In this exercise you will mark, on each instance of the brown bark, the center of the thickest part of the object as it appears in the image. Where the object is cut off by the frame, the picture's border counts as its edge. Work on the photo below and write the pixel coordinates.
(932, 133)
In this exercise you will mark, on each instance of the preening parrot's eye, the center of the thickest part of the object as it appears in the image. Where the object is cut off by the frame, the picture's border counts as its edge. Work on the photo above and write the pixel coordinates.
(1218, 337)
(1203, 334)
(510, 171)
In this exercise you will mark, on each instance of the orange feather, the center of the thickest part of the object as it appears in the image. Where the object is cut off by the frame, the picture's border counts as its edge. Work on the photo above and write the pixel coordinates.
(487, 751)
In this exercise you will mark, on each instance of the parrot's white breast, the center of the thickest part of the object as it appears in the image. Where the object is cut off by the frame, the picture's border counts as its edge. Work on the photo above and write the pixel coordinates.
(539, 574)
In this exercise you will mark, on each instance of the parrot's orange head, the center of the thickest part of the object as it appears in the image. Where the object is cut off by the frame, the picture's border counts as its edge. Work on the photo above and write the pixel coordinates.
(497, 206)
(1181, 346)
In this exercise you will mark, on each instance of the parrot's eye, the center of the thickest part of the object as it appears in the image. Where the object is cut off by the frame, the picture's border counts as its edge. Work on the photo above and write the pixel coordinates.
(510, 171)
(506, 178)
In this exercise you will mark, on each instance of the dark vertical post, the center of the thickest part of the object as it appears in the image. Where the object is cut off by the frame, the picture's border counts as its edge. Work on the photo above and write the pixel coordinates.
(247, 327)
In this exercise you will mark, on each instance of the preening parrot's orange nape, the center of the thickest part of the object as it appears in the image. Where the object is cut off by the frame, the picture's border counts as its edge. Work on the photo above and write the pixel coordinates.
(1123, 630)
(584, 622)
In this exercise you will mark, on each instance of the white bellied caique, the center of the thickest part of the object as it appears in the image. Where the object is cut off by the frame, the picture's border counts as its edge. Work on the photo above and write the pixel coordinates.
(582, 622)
════
Pull out all of the lines above and write them again word for word.

In this exercise you will mark, on each instance of the brown bark, the center of the thickest part of the object as it appears in the image. Where the object is cut off by the frame, the picture's border counts as its edge. Work on the photo below and write the pixel coordinates.
(932, 133)
In this exercise you will mark, on each instance of the preening parrot's eye, the center of the thickest part of the object as it appears in the image. Where the object is cut off by the frame, the picture's border counts as its edge. Work on the photo above and write the pixel coordinates.
(1218, 337)
(1203, 334)
(510, 171)
In this exercise you will mark, on each instance of the orange feather, the center of the thickest part of the object as it appears in the image. Where the object is cut off by the frame, the picture's border counts as its edge. Work on the photo above and write the pixel coordinates.
(487, 751)
In this exercise you will mark, on each instance of the parrot's white breast, the center of the thickest part of the object as it appears in the image. Where the object is cut off by the frame, the picture's border counts as its edge. Work on the photo above and write the pixel coordinates.
(539, 574)
In this exercise you will mark, on each instance of the parrot's orange head, the center of the thickest part of the object as it appears in the image. Where the object is cut off by the frame, the picture's border counts as its edge. Work on the photo above and write the pixel coordinates.
(497, 206)
(1181, 346)
In this exercise you will mark, on each instance of the parrot's eye, the center of the thickest part of the object as it appears in the image. Where the object is cut off by the frame, the picture's border counts as its edge. Work on the photo above and write the pixel coordinates.
(510, 171)
(506, 178)
In this exercise you will mark, on each instance of the dark vertical post, the center of the thickest part of the object as it appears in the image. Where the object is cut off by the frame, the picture's border counts as its edge. Work on the photo above and write the pixel coordinates.
(247, 327)
In this exercise you will mark, on each instance of the preening parrot's orange nape, the center of the thickest part of the object as it appears in the image. Where the object is cut off by the frame, the picture's border counts as its edge. Work on the photo above and write the pixel coordinates.
(1123, 630)
(584, 622)
In this exercise you will mark, on each instance of the white bellied caique, the center of the thickest part of the object as it appears in the image. Where the object is cut off by the frame, the picture's border counts as its edge. Work on the photo above and write the pixel coordinates.
(582, 622)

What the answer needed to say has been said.